▶ _Entries supplied_
———

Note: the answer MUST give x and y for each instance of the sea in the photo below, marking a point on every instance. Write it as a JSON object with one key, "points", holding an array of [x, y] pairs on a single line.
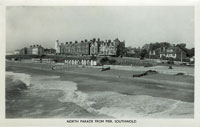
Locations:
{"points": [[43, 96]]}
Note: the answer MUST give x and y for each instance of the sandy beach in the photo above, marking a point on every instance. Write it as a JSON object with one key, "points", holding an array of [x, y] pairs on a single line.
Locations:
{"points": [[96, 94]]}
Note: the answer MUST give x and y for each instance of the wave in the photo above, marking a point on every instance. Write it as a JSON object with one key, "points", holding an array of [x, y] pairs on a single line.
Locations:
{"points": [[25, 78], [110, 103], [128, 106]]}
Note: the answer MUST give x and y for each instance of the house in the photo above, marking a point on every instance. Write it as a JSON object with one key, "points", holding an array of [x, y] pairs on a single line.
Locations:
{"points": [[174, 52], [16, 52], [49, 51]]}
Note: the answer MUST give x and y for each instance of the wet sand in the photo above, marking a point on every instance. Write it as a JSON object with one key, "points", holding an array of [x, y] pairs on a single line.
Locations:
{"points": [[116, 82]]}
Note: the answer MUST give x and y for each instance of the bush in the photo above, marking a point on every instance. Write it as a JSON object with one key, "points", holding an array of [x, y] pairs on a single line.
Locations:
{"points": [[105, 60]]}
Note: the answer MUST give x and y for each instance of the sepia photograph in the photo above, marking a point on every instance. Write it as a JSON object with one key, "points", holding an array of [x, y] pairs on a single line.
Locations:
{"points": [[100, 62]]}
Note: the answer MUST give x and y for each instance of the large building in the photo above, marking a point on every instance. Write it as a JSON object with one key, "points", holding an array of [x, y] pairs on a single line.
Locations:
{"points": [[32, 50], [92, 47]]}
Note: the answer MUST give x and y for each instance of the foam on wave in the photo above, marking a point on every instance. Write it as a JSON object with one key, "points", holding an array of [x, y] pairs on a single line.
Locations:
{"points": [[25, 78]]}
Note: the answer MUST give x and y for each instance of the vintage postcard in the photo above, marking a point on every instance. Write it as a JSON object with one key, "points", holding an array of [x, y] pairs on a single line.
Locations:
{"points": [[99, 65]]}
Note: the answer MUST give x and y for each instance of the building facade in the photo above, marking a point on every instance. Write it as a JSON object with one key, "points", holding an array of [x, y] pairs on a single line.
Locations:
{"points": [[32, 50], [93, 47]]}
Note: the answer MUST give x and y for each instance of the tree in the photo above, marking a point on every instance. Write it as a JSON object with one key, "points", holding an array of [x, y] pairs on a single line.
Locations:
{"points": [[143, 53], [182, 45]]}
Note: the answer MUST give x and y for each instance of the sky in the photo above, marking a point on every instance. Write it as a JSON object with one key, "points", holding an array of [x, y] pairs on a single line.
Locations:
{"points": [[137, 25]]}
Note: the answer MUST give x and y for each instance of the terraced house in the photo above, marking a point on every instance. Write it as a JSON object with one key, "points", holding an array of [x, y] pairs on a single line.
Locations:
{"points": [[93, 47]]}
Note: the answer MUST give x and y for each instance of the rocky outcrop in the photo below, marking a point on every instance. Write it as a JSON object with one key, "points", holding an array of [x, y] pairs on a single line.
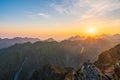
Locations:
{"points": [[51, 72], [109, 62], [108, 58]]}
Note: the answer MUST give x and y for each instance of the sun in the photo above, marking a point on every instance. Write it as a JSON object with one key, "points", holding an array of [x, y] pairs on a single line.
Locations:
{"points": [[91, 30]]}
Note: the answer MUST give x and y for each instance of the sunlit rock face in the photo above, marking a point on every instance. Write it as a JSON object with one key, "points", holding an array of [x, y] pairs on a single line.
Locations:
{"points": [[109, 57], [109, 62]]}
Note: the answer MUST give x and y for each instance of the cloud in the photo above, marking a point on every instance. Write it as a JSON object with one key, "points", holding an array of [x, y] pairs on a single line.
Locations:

———

▶ _Given exercise_
Copy all of the data above word for word, omitting the pictures.

▶ _Task response_
Note: the answer MUST give x and y for each instance of the sea in the photo below, marking a point on every instance. Write it as a JSON object with one key, "points", holding an array of [x, y] pairs on a single line.
Locations:
{"points": [[43, 96]]}
Note: the answer MUST give x and y for each instance of the sandy beach in the photo above, marking a point on every instance. Write it as a JSON object with one key, "points", holding an array of [x, y] pairs on a single line.
Locations:
{"points": [[96, 94]]}
Note: the answer MUST give x and y for each instance of the wave in the photo above, marking a point on every instance. Write it as a JSON object with one key, "points", holding an array of [x, y] pairs on a single line.
Locations:
{"points": [[25, 78], [110, 103], [128, 106]]}
Note: the answer MUST give x and y for each instance of the house in the photo above, marking a point on every instance. Write it as a JSON object with one key, "points", holding an array of [x, y] pairs on a single line.
Locations:
{"points": [[174, 52], [16, 52], [49, 51]]}
Note: the answer MUST give x and y for each instance of the wet sand in the photo above, marking a point on every instance. Write it as a JSON object with one key, "points", holding an array of [x, y] pairs on a single line.
Locations:
{"points": [[116, 82]]}
Note: the answer MUST give x and y for each instance of the bush in the photo above, marking a point on every instance. Write it as a JSON object with one key, "points", holding an array of [x, y] pairs on a single line.
Locations:
{"points": [[105, 60]]}
Note: the answer MUST give x and y for each instance of the sepia photograph in the photo above, marking a point on every instance. Write it as a JSON object with one key, "points", holding an array of [x, y] pairs on a single line.
Locations:
{"points": [[100, 62]]}
Note: the answer MUST give x and y for each instance of the large building in the photo above, marking a point on every instance. Write it as a JSON object with one key, "points", holding an array of [x, y] pairs on a single line.
Locations:
{"points": [[32, 50], [92, 47]]}
Note: the answer MUST give x and y for each instance of the foam on wave in the photo above, marking a point on every instance. Write it as a JSON object with one key, "points", holding an array of [x, y] pairs on a single line.
Locations:
{"points": [[25, 78]]}
Note: the answer MUST give x and y for each instance of the vintage postcard in the photo above, marking a point on every instance. Write it as a JSON object with one key, "points", holding an array of [x, y] pairs on a single line.
Locations:
{"points": [[99, 65]]}
Note: the answer MUST give x and y for each instance of the building facade in the photo above, marking a point on every instance. Write it as a JSON object with one key, "points", holding an array of [x, y] pairs on a single line.
Locations:
{"points": [[32, 50], [93, 47]]}
Note: the answer MUST give x and y for each instance of the tree in the photo above, marking a point on every instance. Write it as a JSON object with one key, "points", holding an array of [x, y] pairs on a single line.
Locations:
{"points": [[143, 53], [182, 45]]}
Note: the answer MUST give x and y for each instance of the sky in the photo above, marking a point on every instance. Write it as a JSON object with one key, "points", holding an array of [x, y] pairs on a single line.
Locations:
{"points": [[137, 25]]}
Note: the answer MUST give x and y for each instance of the terraced house in the photo above, marking a point on every instance. Write it as a JSON object with one key, "points", holding an array of [x, y] pairs on a single line.
Locations:
{"points": [[93, 47]]}
Note: the answer MUST give x and y for each instance of the rocky outcrop in the photo below, marking a point on every instance. Write it as a JSON object with one key, "points", holding an array of [x, y] pairs on a single line.
Locations:
{"points": [[51, 72], [109, 62], [108, 58]]}
Note: the answer MUST give x and y for each instance of the sun in the photo above, marking a point on every instance. Write it as a JSON object with one key, "points", holding an array of [x, y] pairs on a single line.
Locations:
{"points": [[91, 30]]}
Note: the answer MUST give x and y for each instance of the sunlit rock face in the photo above, marking a point on every instance. Write it as a JSON object with one key, "points", holding an array of [x, y] pairs on a single line.
Locations:
{"points": [[109, 57], [109, 62]]}
Note: the answer MUST give x and y for each instance of the cloud in the photo above, marking a point on every instance. Write it as a JSON object with one key, "points", holding an array of [x, y] pairs on a single line.
Locations:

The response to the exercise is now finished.